=== Input material ===
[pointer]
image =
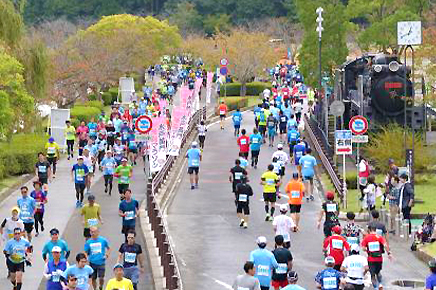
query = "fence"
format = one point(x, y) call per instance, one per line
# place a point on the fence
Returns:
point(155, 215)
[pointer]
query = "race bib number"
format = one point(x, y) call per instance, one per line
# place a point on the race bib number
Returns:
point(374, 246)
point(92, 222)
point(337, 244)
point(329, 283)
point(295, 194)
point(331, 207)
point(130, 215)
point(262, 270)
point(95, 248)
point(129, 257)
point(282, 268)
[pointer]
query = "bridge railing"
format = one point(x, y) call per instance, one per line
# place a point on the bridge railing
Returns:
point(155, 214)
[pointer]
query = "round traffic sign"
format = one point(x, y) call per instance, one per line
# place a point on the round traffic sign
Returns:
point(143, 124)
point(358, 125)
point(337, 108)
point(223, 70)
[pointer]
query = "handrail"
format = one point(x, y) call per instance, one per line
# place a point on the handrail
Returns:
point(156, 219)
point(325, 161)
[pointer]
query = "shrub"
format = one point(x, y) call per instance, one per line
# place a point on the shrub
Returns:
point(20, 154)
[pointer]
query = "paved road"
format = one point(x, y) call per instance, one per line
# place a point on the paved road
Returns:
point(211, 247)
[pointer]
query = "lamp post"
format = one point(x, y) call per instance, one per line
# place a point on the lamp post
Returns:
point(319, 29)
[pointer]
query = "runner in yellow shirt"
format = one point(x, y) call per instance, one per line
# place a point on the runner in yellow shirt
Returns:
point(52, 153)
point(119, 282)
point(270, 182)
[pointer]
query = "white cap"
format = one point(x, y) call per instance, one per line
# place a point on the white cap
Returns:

=== What is expected ===
Retype the records from their beginning through the line containing "point(155, 215)", both ends included, and leave the pictures out of your copy.

=== Exercise output ===
[pointer]
image =
query = "fence"
format = one point(x, y) call per instance, one per line
# place a point on the fence
Returns:
point(155, 215)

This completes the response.